WHAT YOU NEED TO DO:
Exactly as they appear, output all of the entries.
/---
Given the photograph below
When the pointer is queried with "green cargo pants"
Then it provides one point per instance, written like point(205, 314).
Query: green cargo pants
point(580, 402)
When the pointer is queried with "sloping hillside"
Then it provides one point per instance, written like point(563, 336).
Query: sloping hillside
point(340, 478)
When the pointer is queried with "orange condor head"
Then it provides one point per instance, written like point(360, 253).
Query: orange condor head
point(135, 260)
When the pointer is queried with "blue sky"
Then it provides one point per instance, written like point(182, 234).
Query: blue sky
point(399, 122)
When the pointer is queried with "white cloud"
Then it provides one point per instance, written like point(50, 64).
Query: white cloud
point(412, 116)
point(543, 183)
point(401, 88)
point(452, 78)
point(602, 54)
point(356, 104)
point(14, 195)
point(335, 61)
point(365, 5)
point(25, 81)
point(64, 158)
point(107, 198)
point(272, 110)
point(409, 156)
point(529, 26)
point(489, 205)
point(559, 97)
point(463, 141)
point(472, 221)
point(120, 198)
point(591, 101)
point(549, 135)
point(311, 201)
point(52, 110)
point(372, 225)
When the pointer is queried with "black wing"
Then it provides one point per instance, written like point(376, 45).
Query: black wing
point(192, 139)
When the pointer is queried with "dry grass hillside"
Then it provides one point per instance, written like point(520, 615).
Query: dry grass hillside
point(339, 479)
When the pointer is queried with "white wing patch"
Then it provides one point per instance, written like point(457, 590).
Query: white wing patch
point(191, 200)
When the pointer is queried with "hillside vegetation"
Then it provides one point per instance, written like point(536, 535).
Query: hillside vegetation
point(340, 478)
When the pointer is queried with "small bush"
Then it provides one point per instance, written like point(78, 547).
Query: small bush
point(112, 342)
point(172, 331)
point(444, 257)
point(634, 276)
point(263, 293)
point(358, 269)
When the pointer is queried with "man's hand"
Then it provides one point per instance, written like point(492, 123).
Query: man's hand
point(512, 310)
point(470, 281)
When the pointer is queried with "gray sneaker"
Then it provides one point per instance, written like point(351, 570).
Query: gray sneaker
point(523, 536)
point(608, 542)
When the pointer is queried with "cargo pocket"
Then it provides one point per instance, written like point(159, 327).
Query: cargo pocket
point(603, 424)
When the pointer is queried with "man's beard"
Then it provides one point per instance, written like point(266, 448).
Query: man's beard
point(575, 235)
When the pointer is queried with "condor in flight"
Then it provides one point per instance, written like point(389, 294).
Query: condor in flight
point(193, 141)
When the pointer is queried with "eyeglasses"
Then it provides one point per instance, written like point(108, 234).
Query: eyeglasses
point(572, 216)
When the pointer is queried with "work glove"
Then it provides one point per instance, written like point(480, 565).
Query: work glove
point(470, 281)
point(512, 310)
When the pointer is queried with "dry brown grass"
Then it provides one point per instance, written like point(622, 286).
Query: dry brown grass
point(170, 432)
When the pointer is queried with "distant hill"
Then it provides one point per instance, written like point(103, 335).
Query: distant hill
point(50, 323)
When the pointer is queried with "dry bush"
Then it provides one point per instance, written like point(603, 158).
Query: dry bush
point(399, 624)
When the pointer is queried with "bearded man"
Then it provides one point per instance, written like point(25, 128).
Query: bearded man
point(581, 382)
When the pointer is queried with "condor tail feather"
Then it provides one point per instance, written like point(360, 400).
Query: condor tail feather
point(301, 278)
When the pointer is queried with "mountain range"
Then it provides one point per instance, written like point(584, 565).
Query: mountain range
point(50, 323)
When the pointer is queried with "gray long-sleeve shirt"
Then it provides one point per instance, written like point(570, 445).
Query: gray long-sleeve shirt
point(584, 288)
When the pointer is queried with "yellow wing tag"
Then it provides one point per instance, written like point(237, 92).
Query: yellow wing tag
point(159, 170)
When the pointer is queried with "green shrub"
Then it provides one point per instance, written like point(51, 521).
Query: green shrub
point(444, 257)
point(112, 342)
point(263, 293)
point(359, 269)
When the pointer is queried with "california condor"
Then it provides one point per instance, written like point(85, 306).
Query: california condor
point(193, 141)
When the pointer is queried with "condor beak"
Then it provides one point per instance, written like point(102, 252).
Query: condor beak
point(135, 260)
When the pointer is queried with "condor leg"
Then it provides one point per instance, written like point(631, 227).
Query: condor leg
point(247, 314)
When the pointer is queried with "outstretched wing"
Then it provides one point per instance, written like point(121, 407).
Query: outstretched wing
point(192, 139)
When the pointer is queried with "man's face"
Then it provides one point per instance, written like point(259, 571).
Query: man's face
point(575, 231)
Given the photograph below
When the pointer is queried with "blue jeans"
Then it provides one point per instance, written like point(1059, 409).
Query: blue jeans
\---
REPLY TO THE EXERCISE:
Given the photograph below
When the pointer is queried with "green cargo pants"
Then it provides one point per instance, written like point(205, 314).
Query: green cargo pants
point(580, 402)
When the pointer is queried with "sloping hillside"
Then it provides one point per instance, written like point(563, 336).
Query: sloping hillside
point(340, 478)
When the pointer is queried with "orange condor head"
Then it provides one point per instance, written like point(360, 253).
Query: orange condor head
point(135, 260)
When the pointer is queried with "blue sky"
Then it provides one point per instance, written like point(182, 234).
Query: blue sky
point(399, 122)
When the pointer is queried with "white cloud"
Then it provides one point per instance, written like point(50, 64).
Query: white cloud
point(412, 116)
point(543, 183)
point(401, 88)
point(452, 78)
point(602, 54)
point(356, 104)
point(14, 195)
point(335, 61)
point(365, 5)
point(25, 81)
point(64, 158)
point(107, 198)
point(272, 110)
point(409, 156)
point(529, 26)
point(489, 205)
point(559, 97)
point(463, 141)
point(472, 221)
point(120, 198)
point(591, 101)
point(549, 135)
point(311, 201)
point(52, 110)
point(372, 225)
When the pointer is queried with "black wing"
Then it provides one point per instance, written like point(376, 45).
Query: black wing
point(192, 139)
When the pointer is queried with "dry grass hillside"
Then it provides one point per instance, written like point(520, 615).
Query: dry grass hillside
point(339, 479)
When the pointer is queried with "white wing patch"
Then it provides one point per instance, written like point(457, 590).
Query: white wing patch
point(191, 200)
When the pointer is queried with "hillside vegetation"
Then it provides one point per instance, written like point(536, 535).
Query: hillside vegetation
point(340, 478)
When the pointer is queried with "small bush"
Then it provides one point per instance, written like point(78, 547).
Query: small bush
point(112, 342)
point(172, 331)
point(444, 257)
point(634, 276)
point(263, 293)
point(358, 269)
When the pointer is queried with "man's hand"
Then it provides one point per instance, written like point(492, 123).
Query: man's hand
point(512, 310)
point(470, 281)
When the pointer is queried with "gray sneaker"
Then it provides one point per instance, written like point(351, 570).
Query: gray sneaker
point(523, 536)
point(608, 542)
When the pointer is queried with "cargo pocket"
Then it provides one point per instance, written like point(159, 327).
Query: cargo pocket
point(603, 424)
When the pointer is queried with "man's beard"
Then it provides one point per instance, written like point(266, 448).
Query: man's beard
point(575, 235)
When the pointer is queried with "condor in flight"
Then it provides one point per instance, written like point(389, 294).
Query: condor in flight
point(193, 141)
When the pointer is queried with "eyeglasses"
Then it provides one point per instance, written like point(108, 234).
Query: eyeglasses
point(572, 216)
When the pointer is queried with "work glove"
Then it provides one point per instance, written like point(480, 565).
Query: work glove
point(470, 281)
point(512, 310)
When the pointer is queried with "dry brown grass"
Then it provides one point per instance, written like point(622, 286).
Query: dry brown grass
point(170, 432)
When the pointer is queried with "distant hill"
Then it provides one point per instance, written like point(103, 335).
Query: distant hill
point(50, 323)
When the pointer is queried with "dry bush"
Then it provides one point per instance, written like point(603, 158).
Query: dry bush
point(399, 624)
When the pointer is queried with "bearded man"
Then it provides one point per instance, written like point(25, 128).
Query: bearded man
point(581, 382)
When the pointer is queried with "condor tail feather"
Then it provides one point per instance, written like point(360, 400).
Query: condor tail feather
point(301, 278)
When the pointer is queried with "mountain range"
Then it provides one point per instance, written like point(584, 565).
Query: mountain range
point(50, 323)
When the pointer is queried with "gray long-sleeve shirt"
Then it provides one point per instance, written like point(570, 445).
Query: gray long-sleeve shirt
point(584, 288)
When the pointer is queried with "yellow wing tag"
Then it provides one point per instance, written like point(237, 92).
Query: yellow wing tag
point(159, 170)
When the pointer is queried with "green shrub"
Then it provides one point per instance, written like point(51, 521).
Query: green shrub
point(444, 257)
point(112, 342)
point(263, 293)
point(359, 269)
When the pointer is queried with "california condor"
Then it provides one point per instance, written like point(85, 306).
Query: california condor
point(193, 141)
When the pointer is queried with "condor beak"
Then it provides one point per instance, written like point(102, 252).
Query: condor beak
point(135, 260)
When the pointer is queried with "condor leg"
Then it provides one point per instance, written like point(631, 227).
Query: condor leg
point(247, 314)
When the pointer is queried with "outstretched wing"
Then it provides one point per instance, written like point(121, 407).
Query: outstretched wing
point(192, 139)
When the pointer is queried with "man's face"
Then it provides one point per instance, written like point(259, 571).
Query: man's face
point(575, 231)
Given the photograph below
When the pointer is queried with "blue jeans"
Then it provides one point per instance, written like point(1059, 409).
Query: blue jeans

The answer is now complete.